═════ Extracted material

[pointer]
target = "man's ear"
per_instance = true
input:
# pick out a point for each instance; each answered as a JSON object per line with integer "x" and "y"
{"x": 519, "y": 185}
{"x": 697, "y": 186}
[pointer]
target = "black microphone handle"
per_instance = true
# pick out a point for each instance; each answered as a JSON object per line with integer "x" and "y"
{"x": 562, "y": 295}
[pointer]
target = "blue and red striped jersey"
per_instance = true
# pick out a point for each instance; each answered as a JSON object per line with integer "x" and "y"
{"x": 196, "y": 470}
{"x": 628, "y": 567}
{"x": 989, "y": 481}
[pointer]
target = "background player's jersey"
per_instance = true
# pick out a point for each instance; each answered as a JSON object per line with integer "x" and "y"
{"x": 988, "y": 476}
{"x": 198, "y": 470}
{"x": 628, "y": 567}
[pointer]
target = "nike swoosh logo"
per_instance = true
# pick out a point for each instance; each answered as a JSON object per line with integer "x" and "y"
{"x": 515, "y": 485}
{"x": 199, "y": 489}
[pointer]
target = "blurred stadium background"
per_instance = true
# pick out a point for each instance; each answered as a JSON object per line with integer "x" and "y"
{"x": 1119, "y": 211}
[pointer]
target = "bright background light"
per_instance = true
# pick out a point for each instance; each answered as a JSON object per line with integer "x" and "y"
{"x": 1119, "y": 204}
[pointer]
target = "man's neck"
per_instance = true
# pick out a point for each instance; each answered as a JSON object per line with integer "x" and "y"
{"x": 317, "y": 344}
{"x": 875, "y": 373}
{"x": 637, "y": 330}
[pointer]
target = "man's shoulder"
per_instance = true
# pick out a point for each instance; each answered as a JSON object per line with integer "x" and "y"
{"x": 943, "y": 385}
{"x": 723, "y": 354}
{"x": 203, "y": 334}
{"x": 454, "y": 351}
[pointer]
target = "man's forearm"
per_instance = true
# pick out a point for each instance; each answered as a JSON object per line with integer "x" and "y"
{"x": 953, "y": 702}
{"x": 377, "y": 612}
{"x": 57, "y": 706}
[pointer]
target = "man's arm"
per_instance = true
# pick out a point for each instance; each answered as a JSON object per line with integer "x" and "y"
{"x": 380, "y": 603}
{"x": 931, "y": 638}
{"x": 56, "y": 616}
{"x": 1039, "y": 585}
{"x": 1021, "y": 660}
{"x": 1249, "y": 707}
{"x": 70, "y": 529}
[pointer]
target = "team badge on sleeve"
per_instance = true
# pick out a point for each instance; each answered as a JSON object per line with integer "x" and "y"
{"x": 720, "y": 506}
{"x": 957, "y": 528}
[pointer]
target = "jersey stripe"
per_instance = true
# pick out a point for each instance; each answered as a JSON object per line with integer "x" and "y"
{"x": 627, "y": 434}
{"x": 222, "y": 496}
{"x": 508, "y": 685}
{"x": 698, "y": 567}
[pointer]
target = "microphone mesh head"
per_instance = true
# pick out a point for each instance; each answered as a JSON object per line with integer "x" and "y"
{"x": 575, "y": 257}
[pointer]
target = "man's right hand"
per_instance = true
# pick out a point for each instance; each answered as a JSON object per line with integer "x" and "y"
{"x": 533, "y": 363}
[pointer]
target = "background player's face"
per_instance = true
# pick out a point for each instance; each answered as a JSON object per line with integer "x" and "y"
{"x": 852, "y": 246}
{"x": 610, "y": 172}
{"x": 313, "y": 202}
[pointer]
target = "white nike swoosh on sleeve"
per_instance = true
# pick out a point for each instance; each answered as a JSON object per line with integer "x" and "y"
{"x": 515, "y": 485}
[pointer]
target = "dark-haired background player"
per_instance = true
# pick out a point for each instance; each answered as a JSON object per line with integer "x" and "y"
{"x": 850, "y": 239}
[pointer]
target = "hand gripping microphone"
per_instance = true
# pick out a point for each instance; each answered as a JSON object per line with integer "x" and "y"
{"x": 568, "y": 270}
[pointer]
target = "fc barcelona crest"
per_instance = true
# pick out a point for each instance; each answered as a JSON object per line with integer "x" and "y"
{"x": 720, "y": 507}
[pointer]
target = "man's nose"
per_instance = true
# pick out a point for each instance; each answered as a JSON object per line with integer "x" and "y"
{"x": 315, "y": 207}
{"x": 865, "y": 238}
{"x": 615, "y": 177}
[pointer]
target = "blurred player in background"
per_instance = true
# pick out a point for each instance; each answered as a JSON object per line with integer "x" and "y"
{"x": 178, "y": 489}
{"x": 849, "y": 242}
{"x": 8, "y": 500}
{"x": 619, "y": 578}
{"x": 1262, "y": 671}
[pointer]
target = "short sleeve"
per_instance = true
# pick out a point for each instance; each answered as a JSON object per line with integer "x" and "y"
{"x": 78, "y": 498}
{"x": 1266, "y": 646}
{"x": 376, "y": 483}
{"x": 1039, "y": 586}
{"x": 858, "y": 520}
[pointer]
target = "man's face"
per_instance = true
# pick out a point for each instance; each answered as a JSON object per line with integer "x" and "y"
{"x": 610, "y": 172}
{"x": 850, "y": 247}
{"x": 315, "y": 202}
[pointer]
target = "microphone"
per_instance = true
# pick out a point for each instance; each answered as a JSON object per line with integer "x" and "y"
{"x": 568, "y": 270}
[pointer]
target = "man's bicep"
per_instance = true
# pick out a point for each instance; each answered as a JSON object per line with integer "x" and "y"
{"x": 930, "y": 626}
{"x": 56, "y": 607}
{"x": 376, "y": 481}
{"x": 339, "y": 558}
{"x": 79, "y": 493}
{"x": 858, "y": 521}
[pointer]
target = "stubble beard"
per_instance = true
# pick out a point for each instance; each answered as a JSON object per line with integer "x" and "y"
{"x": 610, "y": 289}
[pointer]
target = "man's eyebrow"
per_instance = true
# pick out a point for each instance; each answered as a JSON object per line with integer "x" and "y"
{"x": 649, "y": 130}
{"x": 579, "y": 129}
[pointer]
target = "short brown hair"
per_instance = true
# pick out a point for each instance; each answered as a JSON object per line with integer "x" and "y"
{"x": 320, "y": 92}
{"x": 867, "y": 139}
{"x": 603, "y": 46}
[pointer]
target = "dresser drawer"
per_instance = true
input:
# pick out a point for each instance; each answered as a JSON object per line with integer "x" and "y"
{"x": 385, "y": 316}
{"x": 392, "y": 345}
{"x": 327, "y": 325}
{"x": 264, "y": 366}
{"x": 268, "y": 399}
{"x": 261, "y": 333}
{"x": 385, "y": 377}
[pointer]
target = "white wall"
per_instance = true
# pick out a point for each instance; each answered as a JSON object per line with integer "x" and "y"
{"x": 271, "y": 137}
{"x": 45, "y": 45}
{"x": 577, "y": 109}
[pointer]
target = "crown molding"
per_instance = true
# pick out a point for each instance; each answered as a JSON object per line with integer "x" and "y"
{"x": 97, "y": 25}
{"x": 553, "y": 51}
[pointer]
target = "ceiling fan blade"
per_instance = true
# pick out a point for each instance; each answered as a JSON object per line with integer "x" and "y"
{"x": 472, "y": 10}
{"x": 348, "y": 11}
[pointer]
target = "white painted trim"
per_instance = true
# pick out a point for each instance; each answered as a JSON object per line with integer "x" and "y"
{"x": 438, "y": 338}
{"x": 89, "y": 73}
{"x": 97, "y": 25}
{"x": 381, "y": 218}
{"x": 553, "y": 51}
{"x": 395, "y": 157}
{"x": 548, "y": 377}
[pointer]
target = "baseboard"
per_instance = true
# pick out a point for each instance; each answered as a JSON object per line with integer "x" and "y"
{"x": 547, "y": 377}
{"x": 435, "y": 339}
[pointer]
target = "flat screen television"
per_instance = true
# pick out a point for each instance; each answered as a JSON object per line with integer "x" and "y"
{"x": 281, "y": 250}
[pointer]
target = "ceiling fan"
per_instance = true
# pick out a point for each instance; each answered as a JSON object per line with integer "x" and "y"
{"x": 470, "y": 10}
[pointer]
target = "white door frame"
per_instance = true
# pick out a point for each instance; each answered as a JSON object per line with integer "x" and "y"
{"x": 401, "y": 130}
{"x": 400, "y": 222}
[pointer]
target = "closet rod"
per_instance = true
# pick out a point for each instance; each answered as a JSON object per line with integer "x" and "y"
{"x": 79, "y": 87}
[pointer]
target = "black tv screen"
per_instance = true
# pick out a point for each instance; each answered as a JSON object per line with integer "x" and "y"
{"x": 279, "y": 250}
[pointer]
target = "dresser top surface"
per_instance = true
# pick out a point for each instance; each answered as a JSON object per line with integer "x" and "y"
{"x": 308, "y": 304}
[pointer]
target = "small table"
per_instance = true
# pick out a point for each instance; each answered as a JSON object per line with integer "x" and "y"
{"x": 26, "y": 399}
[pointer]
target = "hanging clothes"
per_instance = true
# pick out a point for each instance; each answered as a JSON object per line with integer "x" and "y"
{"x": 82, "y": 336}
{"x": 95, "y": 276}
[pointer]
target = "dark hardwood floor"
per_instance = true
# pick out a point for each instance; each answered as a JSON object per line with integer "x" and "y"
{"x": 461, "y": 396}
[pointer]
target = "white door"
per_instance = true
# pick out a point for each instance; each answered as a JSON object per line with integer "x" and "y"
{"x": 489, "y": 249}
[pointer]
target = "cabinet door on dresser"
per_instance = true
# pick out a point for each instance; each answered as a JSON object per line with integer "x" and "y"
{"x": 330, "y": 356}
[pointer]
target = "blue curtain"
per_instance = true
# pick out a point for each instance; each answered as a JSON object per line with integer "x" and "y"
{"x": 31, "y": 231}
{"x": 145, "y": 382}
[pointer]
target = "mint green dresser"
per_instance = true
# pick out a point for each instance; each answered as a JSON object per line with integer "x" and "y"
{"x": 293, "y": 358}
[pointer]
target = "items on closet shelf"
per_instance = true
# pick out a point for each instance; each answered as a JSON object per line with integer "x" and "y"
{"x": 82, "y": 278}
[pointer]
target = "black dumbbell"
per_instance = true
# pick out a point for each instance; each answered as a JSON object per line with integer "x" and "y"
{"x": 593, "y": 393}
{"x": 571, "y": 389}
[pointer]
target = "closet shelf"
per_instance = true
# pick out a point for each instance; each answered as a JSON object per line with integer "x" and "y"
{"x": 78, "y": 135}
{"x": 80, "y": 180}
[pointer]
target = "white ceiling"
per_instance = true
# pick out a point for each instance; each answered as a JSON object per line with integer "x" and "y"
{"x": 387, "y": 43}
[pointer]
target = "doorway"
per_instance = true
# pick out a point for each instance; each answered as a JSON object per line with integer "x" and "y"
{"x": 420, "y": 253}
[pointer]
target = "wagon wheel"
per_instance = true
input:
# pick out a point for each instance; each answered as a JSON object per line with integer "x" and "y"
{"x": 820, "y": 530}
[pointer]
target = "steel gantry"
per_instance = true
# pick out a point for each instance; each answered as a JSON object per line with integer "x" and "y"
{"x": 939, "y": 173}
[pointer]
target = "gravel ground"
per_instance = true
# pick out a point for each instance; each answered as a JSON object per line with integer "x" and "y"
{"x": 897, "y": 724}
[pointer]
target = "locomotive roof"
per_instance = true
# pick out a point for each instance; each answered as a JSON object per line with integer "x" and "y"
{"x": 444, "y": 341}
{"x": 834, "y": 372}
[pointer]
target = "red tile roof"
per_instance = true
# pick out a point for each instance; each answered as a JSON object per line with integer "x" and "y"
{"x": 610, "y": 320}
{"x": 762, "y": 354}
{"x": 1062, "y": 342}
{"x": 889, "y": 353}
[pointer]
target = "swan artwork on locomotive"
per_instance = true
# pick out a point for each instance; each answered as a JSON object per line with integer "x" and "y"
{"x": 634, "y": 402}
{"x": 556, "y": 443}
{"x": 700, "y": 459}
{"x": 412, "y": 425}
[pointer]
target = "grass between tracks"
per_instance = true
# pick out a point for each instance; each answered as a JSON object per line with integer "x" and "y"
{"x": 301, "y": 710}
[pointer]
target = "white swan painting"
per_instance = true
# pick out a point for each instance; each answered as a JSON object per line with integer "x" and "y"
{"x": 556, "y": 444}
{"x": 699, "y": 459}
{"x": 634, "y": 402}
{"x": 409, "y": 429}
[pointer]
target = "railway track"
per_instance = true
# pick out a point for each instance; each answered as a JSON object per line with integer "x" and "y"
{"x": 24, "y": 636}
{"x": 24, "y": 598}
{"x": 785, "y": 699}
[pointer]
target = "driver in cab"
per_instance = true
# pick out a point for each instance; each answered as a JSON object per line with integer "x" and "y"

══════════

> _Task_
Extract every line of the records above that contains the string "dark". Treat uppercase and lowercase letters as different.

> _Output of the exercise_
target = "dark-haired background player"
target = "dark hardwood floor"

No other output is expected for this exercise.